INSTRUCTION ▸ Output, with no changes, the span of lines that opens with the line containing "Guideline: for each instance of the red ornament, put" and closes with the last line.

AVAILABLE RECORDS ▸
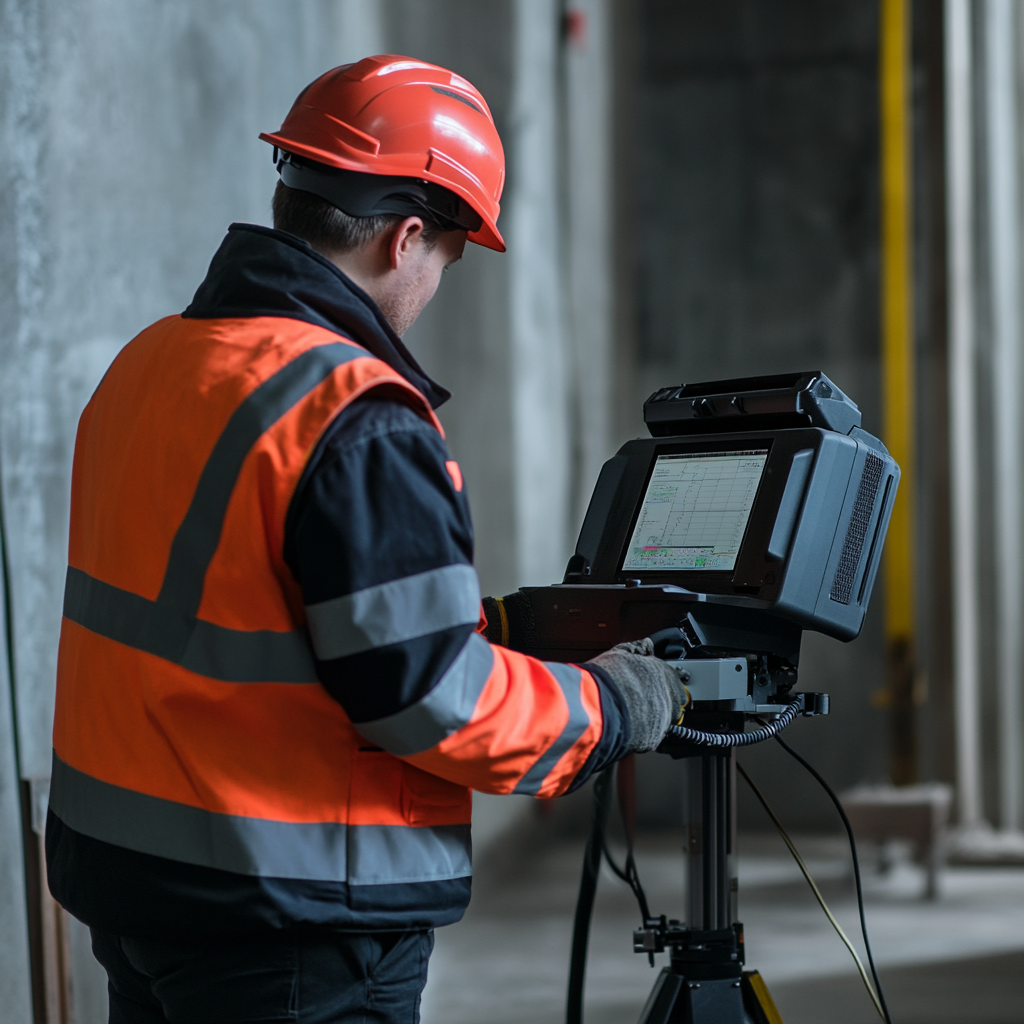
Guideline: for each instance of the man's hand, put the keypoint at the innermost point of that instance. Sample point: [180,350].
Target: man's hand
[653,693]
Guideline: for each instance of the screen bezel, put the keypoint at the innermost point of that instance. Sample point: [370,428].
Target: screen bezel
[750,574]
[663,572]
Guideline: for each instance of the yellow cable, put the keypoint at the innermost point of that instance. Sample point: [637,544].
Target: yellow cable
[815,890]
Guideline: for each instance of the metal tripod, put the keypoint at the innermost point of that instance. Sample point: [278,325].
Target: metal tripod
[705,982]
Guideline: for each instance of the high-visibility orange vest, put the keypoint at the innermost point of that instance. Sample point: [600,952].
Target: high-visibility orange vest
[189,721]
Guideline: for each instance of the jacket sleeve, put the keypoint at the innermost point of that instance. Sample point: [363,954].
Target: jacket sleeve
[380,540]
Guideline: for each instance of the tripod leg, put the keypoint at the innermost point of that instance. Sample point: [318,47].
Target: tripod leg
[663,1004]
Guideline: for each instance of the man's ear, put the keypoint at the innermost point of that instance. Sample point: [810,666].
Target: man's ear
[406,239]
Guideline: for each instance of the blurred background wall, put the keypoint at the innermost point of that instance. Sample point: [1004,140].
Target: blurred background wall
[692,193]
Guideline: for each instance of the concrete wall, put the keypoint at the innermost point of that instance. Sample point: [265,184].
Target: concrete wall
[128,143]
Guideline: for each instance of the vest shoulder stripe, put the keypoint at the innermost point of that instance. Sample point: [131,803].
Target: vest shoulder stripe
[394,611]
[444,710]
[198,536]
[358,855]
[215,651]
[569,679]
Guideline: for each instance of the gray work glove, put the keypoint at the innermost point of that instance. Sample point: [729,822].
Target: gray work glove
[653,693]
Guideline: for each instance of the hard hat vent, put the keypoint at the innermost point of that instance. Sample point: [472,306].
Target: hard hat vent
[456,95]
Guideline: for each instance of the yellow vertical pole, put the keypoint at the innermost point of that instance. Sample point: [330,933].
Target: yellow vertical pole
[898,380]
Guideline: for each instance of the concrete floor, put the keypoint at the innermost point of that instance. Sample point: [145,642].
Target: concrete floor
[960,958]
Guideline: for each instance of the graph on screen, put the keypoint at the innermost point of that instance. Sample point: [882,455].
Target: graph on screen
[694,513]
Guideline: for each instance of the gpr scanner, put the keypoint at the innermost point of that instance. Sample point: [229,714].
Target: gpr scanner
[757,509]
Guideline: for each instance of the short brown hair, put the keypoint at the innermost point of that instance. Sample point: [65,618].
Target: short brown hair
[329,229]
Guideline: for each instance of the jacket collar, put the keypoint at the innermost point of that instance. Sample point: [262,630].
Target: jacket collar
[258,271]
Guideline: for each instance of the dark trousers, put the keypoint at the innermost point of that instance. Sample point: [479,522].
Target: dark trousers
[306,977]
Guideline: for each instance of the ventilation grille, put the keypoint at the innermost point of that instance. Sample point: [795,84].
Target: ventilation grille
[854,543]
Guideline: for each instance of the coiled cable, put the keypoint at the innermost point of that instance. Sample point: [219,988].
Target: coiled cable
[724,739]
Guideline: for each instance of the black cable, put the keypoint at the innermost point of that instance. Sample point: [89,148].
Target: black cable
[631,877]
[856,868]
[720,739]
[585,901]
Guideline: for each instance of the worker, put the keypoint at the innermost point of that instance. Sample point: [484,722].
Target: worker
[273,693]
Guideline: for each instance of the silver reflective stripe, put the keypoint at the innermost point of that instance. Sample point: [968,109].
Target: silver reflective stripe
[569,679]
[359,855]
[168,627]
[230,655]
[444,710]
[391,612]
[199,532]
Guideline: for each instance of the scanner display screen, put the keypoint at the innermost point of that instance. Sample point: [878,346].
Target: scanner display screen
[694,513]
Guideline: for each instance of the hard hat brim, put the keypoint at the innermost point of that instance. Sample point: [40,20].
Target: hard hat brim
[487,235]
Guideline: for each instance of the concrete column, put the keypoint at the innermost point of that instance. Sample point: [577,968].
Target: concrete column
[1003,189]
[589,211]
[537,330]
[963,425]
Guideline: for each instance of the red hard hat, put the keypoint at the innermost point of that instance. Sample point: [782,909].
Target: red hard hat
[399,117]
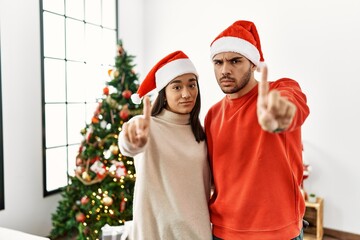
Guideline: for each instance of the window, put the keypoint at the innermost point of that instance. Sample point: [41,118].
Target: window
[78,45]
[2,189]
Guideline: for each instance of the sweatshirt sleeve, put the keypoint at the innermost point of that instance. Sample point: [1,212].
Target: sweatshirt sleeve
[126,148]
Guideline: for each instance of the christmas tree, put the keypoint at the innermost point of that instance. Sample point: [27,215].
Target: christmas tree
[101,190]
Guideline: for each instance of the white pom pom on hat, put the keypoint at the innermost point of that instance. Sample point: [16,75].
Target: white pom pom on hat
[175,64]
[240,37]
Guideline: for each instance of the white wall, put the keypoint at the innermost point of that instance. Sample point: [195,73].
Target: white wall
[25,207]
[314,42]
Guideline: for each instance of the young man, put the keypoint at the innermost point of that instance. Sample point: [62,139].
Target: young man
[254,144]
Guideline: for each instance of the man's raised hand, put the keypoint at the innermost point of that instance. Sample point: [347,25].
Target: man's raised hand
[275,113]
[136,131]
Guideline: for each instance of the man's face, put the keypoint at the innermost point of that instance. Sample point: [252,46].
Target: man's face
[233,72]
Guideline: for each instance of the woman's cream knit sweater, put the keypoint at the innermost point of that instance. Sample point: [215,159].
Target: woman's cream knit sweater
[172,182]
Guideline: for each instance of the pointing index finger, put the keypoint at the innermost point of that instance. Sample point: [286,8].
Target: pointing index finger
[147,108]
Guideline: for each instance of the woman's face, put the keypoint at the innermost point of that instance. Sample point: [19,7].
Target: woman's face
[181,94]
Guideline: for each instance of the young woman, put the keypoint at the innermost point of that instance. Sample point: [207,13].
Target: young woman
[168,144]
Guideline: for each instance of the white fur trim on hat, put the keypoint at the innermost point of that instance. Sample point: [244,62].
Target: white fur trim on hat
[238,45]
[135,98]
[173,69]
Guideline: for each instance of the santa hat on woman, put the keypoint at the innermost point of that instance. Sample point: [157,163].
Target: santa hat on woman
[173,65]
[240,37]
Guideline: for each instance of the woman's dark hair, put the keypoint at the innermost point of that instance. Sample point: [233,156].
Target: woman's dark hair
[197,129]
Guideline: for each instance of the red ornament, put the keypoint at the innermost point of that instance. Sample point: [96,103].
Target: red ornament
[80,217]
[78,161]
[95,120]
[122,204]
[84,200]
[124,113]
[126,94]
[106,91]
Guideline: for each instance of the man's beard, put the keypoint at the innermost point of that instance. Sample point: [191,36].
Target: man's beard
[243,82]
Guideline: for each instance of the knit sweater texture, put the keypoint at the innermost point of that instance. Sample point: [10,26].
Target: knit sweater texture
[172,186]
[257,174]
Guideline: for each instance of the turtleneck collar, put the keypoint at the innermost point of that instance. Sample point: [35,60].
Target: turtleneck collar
[181,119]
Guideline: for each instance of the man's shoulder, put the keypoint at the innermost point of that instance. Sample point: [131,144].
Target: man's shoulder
[284,82]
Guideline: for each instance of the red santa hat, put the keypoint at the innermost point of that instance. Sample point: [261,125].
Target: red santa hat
[240,37]
[173,65]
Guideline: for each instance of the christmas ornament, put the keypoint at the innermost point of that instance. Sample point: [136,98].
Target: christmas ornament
[95,120]
[126,94]
[114,149]
[86,176]
[80,217]
[120,50]
[78,161]
[99,168]
[84,200]
[106,91]
[124,113]
[107,201]
[122,204]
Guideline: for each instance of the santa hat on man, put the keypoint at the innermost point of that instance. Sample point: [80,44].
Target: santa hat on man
[240,37]
[173,65]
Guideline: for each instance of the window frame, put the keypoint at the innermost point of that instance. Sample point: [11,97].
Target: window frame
[47,192]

COMPLETE OUTPUT ▸
Guideline: for each instance of the red ornament, put the keypoint at the innermost point of that instance. Sample point: [96,103].
Target: red ornament
[80,217]
[78,161]
[95,120]
[122,204]
[84,200]
[124,113]
[126,94]
[106,91]
Guideline: for each instance of the man's beard, put the keypoint at the innermost point of that instance. Sample point: [191,36].
Target: man's beard
[243,82]
Guideline: for each instance of the knit sweater texture, put the keypoint at the innermost point of that instance. Sample point: [10,26].
Target: knit sweater texture
[172,186]
[257,174]
Guideline: for each instance of the turtleneck collar, put the keypoint at the innermost point of that instance. Sample point: [35,60].
Target: turtleneck collar
[181,119]
Guideline: for each instance of the man's shoulder, put the keypoint at the innermost point of that instance. Sample point: [131,144].
Target: man's shoulder
[284,82]
Guideline: for each instance of the red santa hat, put the keypoint at the innermost point of that instance. Sample point: [261,125].
Target: red santa hat
[240,37]
[173,65]
Guideline: for each instance of the christmas ornament, put the keypoint at the innermost point of that instance. Sample point: [136,98].
Target: christmas ornament
[95,120]
[126,94]
[114,149]
[86,176]
[80,217]
[120,50]
[78,161]
[99,168]
[84,200]
[106,91]
[124,113]
[107,201]
[122,204]
Guideline: for each instance of the santa hat on man, put the keypoint at the innermost point of that instance. Sample point: [80,44].
Target: santa hat on man
[240,37]
[173,65]
Guideline: for each instance of the window frame, put the keypoint at the innermost point of that instance. Sample point: [11,97].
Target: window frame
[47,192]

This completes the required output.